Collected data
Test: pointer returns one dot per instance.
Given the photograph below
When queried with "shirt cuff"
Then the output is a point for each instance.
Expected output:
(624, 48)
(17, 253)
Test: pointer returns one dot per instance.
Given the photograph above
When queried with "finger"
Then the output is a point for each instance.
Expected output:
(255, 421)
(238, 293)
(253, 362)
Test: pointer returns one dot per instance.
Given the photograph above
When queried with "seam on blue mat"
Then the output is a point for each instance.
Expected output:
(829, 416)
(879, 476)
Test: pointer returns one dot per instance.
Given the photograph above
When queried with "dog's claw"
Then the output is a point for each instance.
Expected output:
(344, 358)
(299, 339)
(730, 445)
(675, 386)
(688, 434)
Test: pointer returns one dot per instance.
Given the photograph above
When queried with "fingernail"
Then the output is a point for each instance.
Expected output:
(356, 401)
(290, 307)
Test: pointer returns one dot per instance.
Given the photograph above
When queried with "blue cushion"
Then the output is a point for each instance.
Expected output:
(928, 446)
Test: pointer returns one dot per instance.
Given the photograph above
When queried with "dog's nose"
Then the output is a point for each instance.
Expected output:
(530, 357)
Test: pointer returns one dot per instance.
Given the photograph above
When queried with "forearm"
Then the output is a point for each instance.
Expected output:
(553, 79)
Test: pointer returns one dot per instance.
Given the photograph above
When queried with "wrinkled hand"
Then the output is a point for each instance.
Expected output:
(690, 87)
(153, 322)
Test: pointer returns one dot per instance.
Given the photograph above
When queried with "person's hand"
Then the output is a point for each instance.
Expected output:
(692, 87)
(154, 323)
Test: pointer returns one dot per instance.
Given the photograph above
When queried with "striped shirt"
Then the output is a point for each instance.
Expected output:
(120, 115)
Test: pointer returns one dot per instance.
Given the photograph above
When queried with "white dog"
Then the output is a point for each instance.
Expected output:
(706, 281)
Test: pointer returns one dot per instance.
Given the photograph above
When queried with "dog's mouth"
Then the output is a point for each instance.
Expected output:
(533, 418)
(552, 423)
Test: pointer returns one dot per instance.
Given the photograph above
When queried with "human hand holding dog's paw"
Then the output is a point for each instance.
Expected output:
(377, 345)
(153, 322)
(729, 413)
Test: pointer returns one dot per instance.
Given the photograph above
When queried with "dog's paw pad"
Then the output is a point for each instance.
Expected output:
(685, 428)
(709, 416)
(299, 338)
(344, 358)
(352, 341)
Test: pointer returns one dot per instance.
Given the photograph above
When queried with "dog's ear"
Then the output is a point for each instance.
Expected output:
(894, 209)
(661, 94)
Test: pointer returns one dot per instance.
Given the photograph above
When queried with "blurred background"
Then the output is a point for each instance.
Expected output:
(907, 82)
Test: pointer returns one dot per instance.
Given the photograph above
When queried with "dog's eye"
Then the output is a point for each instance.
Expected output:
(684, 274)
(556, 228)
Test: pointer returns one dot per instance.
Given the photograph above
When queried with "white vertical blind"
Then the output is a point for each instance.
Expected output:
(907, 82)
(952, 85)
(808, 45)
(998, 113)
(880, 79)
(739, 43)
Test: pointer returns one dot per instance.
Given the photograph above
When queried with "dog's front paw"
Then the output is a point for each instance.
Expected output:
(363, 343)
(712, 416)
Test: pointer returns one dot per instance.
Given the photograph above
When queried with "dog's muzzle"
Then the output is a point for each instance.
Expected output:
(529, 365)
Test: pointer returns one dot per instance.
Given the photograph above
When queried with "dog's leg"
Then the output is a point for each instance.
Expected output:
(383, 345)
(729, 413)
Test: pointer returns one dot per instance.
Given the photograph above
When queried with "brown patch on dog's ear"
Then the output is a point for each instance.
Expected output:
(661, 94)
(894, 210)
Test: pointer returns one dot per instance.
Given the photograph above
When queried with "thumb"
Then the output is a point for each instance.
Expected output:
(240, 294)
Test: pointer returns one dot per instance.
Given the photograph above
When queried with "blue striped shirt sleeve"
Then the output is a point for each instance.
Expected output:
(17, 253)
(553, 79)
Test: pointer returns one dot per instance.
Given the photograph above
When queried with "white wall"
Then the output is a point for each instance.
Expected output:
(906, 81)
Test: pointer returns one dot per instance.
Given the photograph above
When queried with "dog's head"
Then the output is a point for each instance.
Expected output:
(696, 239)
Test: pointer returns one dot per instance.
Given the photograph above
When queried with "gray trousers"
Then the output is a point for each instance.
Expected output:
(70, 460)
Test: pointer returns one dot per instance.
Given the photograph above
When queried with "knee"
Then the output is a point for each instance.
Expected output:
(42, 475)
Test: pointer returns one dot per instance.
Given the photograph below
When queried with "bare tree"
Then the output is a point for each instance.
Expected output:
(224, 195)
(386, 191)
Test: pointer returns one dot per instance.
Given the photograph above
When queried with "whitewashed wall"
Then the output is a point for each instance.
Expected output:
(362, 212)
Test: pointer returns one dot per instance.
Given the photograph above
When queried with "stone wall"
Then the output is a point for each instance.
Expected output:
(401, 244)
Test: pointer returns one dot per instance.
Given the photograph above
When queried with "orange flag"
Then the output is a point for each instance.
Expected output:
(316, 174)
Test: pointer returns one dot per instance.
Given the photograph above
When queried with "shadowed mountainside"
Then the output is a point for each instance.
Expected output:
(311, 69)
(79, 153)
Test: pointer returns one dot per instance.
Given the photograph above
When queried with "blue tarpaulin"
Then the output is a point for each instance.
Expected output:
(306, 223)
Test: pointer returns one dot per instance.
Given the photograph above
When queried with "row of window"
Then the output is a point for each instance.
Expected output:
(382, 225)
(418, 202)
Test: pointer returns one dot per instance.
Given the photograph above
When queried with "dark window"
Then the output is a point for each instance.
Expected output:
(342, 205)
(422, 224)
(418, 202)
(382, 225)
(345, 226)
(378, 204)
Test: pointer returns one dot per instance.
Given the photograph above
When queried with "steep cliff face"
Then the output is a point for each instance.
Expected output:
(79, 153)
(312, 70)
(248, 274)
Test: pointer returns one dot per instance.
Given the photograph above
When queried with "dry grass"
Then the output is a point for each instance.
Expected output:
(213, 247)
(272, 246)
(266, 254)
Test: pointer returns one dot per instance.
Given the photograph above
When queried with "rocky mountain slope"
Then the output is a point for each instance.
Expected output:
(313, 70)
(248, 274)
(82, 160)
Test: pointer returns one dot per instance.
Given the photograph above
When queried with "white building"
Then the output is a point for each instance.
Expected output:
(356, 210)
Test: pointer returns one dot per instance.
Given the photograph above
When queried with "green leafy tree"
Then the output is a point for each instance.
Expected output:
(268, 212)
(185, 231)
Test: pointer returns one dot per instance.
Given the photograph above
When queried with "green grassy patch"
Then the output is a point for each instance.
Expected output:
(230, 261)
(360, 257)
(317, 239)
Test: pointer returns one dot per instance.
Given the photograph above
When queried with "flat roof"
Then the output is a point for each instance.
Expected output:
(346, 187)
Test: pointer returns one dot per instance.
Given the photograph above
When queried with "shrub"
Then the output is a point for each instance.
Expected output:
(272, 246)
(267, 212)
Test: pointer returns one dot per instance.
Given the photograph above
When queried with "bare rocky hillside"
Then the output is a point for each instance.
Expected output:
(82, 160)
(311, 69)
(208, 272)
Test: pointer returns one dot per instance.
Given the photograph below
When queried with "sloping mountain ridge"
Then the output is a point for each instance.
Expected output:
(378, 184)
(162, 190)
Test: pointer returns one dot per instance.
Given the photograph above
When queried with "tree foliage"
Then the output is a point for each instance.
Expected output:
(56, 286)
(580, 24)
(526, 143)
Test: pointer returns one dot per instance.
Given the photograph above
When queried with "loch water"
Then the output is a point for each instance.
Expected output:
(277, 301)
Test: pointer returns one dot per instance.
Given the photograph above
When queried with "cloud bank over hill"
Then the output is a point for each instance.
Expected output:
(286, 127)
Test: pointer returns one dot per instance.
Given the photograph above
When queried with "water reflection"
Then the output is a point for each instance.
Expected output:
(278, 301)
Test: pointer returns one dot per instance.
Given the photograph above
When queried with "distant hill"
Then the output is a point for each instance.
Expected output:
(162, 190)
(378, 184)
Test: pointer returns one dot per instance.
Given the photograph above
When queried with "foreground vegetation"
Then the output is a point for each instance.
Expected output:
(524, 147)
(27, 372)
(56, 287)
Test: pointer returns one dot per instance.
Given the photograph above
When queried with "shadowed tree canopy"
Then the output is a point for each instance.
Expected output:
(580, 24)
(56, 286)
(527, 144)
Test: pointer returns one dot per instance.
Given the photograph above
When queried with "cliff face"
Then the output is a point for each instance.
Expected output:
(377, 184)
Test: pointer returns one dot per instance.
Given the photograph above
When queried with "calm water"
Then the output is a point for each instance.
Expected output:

== WHAT IS EXPECTED ==
List every line of the records above that contains the string "blue".

== RESULT OF THE TASK ==
When queried with "seam on blue mat"
When queried with "blue cushion"
When queried with "blue striped shirt sleeve"
When queried with "blue tarpaulin"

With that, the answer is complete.